*Page*.
----------------

2005-09-28 Thread Erik Lundberg
Dear Web Experts America,

Please see the message below, regarding your complaint about a Nutch
Crawler running on host '[EMAIL PROTECTED]'.

If you can provide us with more detailed information about the
incident, we can investigate further.  

 Erik Lundberg
 Director, CS Laboratory
 Department of Computer Science & Engineering
 University of Washington

 -- Original Message --
 Date: Fri, 23 Sep 2005 12:25:49 -0700
 From: WebExpertsAmerica <[EMAIL PROTECTED]>
 To: [EMAIL PROTECTED], [EMAIL PROTECTED]
 Cc: nutch-agent@lucene.apache.org
 Subject: Your Nutch Crawler is Out of Control - Apache Notified

 You crawler is ignoring our robots.txt file.

 http://lucene.apache.org/nutch/bot.html; nutch-agent@lucene.apache.org)"
 128.95.1.189

 You are eating bandwidth at our domain in incredible amounts. This is
 rude.

 Please stop or we will be forced to block your IP and the crawler you
 are using.

 Best Regards,

 Web Experts America
 -


 Forwarded Message

This may refer to a crawling task I ran intermittently over the last
three weeks.  We're definitely observing robots.txt, with code that's
been widely tested.  (Nutch is an Apache project that's been around
for 3 years.)

It's possible there's a bug in the robots code, but I'd find that
somewhat surprising.  The only other thing I can think of is that
WebExpertsAmerica is a Search Engine Optimization company, and they
might be doing something slightly tricky or unusual that confuses
Nutch's politeness guarantees.

It's hard for me to say much else (eg, how many of their pages we
actually crawled, whether this is a widely-seen problem) without a
little more info (eg, what domains they're complaining about, what
kinds of other complaints we might have received).  I'm happy to talk
to you or anyone at CAC about needed further action.

Note that the task has been complete for some time, and I have no more
crawling plans anytime soon.

   --Mike



RE: Your Nutch Crawler is Out of Control - Apache Notified

2005-09-28 Thread Richard Z. Ward
Sorry to barge in like this but I don't think you guys are making any
headway.

WebExpertsAmerica,

If you check the IP address on http://www.checkdomain.com, you will see that
the IP address 70.30.209.252 is managed by Rogers Cable of Toronto. To make
it easy, click on the following link:

http://www.checkdomain.com/cgi-bin/checkdomain.pl?domain=70.30.209.252

Unfortunately, I must have deleted your first e-mail and I don't remember
how you figured out the machine lives at the University of Washington. From
what I can see, the machine that is attacking you is likely in Toronto.

----------------

(Image boundary labeling items)
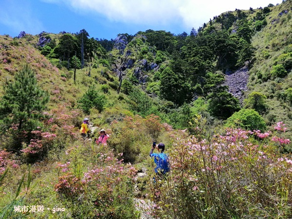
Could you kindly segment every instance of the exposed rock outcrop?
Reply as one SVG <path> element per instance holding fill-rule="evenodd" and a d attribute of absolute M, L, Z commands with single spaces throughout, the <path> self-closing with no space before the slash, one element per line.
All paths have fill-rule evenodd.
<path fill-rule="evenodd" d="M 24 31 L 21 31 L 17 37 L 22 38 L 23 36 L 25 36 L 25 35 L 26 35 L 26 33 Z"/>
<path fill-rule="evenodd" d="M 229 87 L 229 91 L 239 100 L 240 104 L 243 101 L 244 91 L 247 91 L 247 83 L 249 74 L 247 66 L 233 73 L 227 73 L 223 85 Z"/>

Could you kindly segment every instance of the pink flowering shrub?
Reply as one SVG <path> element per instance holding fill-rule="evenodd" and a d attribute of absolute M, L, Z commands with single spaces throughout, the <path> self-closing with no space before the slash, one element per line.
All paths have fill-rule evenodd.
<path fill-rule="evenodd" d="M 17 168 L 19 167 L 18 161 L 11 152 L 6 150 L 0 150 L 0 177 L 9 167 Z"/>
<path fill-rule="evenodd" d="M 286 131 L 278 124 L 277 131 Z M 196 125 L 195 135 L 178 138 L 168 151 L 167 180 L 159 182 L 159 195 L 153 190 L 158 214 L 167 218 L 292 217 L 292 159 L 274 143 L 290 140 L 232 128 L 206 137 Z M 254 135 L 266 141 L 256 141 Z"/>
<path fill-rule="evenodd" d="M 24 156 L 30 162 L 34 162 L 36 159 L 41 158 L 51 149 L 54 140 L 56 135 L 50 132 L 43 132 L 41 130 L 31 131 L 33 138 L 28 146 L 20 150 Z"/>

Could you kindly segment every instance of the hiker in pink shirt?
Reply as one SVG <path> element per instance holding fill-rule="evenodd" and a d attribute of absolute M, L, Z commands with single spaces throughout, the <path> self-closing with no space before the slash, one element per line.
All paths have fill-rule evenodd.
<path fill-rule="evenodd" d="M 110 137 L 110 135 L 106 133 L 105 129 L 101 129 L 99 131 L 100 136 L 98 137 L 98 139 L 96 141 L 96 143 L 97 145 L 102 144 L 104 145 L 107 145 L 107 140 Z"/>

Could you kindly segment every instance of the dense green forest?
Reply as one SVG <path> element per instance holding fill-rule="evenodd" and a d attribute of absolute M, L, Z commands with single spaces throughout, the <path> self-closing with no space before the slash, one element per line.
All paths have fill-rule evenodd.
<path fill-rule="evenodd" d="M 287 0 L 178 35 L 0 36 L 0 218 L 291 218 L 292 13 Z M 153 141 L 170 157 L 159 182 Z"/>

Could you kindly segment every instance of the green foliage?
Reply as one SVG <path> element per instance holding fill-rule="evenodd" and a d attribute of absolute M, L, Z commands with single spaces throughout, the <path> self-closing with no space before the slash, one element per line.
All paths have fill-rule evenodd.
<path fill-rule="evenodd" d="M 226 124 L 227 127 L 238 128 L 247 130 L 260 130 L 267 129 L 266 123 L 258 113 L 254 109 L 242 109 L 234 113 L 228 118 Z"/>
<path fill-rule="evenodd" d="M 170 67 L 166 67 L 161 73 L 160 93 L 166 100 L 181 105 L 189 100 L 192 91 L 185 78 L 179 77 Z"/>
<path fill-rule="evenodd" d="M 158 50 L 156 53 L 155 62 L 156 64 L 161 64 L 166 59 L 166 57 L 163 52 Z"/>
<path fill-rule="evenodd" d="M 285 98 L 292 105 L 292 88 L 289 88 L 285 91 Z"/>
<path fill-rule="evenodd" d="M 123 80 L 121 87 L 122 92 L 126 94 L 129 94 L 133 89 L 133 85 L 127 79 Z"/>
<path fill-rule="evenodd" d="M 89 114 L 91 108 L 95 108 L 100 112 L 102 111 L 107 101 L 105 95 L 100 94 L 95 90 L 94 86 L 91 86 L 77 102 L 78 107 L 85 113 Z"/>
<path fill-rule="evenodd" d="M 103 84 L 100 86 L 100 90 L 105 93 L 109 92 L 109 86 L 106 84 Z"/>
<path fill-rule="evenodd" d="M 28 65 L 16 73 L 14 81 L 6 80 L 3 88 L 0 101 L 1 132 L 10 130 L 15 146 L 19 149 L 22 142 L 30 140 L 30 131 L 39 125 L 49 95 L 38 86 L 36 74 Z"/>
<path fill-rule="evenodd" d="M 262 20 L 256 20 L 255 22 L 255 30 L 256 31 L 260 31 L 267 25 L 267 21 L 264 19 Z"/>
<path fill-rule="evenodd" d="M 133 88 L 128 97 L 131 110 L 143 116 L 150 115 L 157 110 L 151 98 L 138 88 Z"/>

----------------

*Task requirements*.
1 > In the Nutch crawler thread, can you substitute "report" for "complaint" in the passage between "Please see the" and "can investigate further.", inclusive?
2 > In the Nutch crawler thread, who manages the IP address 70.30.209.252?

*Answers to the exercises*.
1 >
Please see the message below, regarding your report about a Nutch
Crawler running on host '[EMAIL PROTECTED]'.

If you can provide us with more detailed information about the
incident, we can investigate further.

2 > Rogers Cable of Toronto.